--- START ---

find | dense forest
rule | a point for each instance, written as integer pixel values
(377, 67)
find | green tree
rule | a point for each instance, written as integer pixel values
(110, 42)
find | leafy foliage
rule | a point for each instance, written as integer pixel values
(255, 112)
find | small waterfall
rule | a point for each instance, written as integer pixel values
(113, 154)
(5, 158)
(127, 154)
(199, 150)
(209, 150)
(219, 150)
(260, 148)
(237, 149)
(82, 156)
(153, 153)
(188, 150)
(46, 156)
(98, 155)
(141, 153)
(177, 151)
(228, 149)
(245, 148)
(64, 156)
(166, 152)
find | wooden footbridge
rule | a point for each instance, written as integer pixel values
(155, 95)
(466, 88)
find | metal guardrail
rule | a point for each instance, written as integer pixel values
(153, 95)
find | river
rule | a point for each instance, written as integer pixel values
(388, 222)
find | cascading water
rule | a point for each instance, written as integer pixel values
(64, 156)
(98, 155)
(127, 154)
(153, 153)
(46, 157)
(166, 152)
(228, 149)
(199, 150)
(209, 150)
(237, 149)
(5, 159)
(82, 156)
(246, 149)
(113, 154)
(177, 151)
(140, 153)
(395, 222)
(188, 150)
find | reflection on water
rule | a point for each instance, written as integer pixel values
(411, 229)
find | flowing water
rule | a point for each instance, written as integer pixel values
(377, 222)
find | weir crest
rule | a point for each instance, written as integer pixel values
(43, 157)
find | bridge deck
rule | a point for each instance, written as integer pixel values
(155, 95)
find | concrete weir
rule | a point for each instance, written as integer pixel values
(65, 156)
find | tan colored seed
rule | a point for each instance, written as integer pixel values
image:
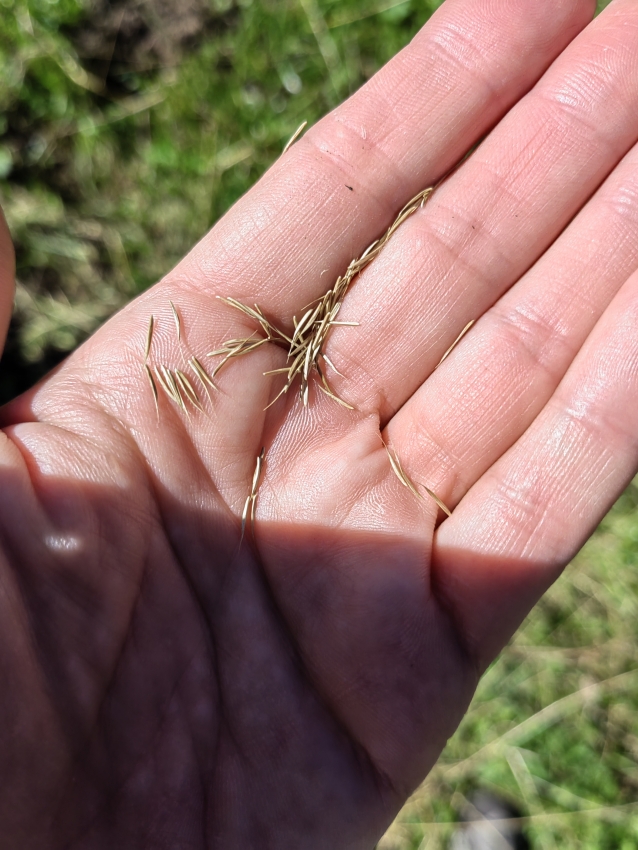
(149, 337)
(294, 137)
(151, 381)
(178, 323)
(455, 343)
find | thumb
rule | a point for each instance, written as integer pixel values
(7, 279)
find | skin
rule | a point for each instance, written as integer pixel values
(165, 686)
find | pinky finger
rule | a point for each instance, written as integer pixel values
(529, 514)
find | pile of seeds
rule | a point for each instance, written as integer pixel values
(305, 352)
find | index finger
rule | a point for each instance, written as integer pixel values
(341, 185)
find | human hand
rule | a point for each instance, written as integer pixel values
(165, 686)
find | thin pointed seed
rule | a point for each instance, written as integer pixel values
(257, 472)
(163, 383)
(149, 337)
(332, 366)
(178, 323)
(455, 343)
(244, 516)
(253, 502)
(294, 137)
(438, 501)
(151, 381)
(249, 504)
(175, 391)
(202, 374)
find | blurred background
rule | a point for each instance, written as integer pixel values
(127, 127)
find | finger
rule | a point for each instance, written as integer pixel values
(528, 515)
(501, 376)
(340, 186)
(7, 279)
(489, 222)
(419, 115)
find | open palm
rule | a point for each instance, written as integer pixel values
(168, 685)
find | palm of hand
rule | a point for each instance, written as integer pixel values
(184, 690)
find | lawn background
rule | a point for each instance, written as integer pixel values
(126, 130)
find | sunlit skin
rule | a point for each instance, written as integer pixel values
(164, 686)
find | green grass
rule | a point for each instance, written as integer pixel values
(554, 725)
(110, 171)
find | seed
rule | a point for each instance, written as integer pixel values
(294, 137)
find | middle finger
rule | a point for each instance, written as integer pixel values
(491, 220)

--- END ---

* **Your instructions**: Nothing but an exact repeat of the records, pictures excluded, belongs in the answer.

* **Answer**:
find | dense forest
rule | a point for each instance, written as integer pixel values
(377, 67)
find | green tree
rule | a point for each instance, written as integer pixel values
(110, 42)
find | leafy foliage
rule | a point for each instance, written as integer pixel values
(255, 112)
find | small waterfall
rule | a point for each instance, written as integer pixel values
(113, 154)
(5, 158)
(127, 154)
(199, 150)
(209, 150)
(219, 150)
(260, 148)
(237, 149)
(82, 156)
(153, 153)
(188, 150)
(46, 156)
(98, 155)
(141, 153)
(177, 151)
(228, 149)
(245, 148)
(64, 156)
(166, 152)
find | wooden footbridge
rule | a point for each instance, written as integer pixel values
(155, 95)
(466, 88)
find | metal guardrail
rule | a point for each instance, written as integer pixel values
(153, 95)
find | river
rule | a point for each instance, written as integer pixel values
(388, 222)
find | cascading water
rule | a point for each instance, written as integer pixel values
(64, 156)
(98, 155)
(127, 154)
(153, 153)
(46, 157)
(166, 152)
(228, 149)
(199, 150)
(209, 150)
(237, 149)
(5, 159)
(82, 156)
(246, 149)
(113, 154)
(177, 151)
(140, 153)
(395, 222)
(188, 150)
find | reflection on water
rule | a point for each instance, written as integer pixel values
(411, 229)
find | flowing water
rule | a point for each instance, written as integer pixel values
(377, 222)
find | weir crest
rule | a point for each instance, written as integer pixel values
(43, 157)
find | bridge deck
rule | a point for each instance, written as integer pixel values
(155, 95)
find | concrete weir
rule | a point for each instance, written as integer pixel values
(65, 156)
find | tan colored seed
rule | a point for each instance, written as integer pixel values
image:
(149, 337)
(294, 137)
(151, 381)
(178, 323)
(455, 343)
find | thumb
rule | a point for each instance, written as integer pixel values
(7, 279)
find | skin
rule | a point for each instance, written as integer pixel values
(165, 686)
find | pinky finger
rule | a point for each instance, written as integer pixel values
(529, 514)
find | pile of seeds
rule | a point for each instance, written as integer pixel values
(305, 352)
find | index finger
rule | a point for each instance, written as integer pixel values
(341, 185)
find | human hand
rule | a point for each instance, written as integer pixel values
(165, 686)
find | thin pointed seed
rule | a point for each instance, written as integer pixel values
(257, 472)
(163, 383)
(149, 337)
(332, 366)
(178, 323)
(455, 343)
(244, 516)
(253, 502)
(294, 137)
(438, 501)
(151, 381)
(249, 504)
(175, 391)
(202, 374)
find | blurred background
rule | a point for each instance, written as integer pixel values
(127, 127)
find | finger
rule | a point for each instance, written as integer pixel values
(528, 515)
(501, 376)
(340, 186)
(7, 279)
(489, 222)
(419, 115)
find | open palm
rule | a point for each instance, written as integer pixel values
(168, 685)
find | palm of hand
rule | a point for each instance, written as integer pixel values
(184, 690)
find | lawn background
rule | a point for each instance, written as integer pixel values
(126, 130)
find | sunlit skin
rule | a point for each instance, written as integer pixel values
(164, 686)
find | green grass
rule | a point for each instance, written as integer pixel values
(554, 725)
(110, 171)
find | seed
rule | a point for each instance, written as integer pixel values
(294, 137)
find | middle finger
rule | a point for each instance, written as integer pixel values
(491, 220)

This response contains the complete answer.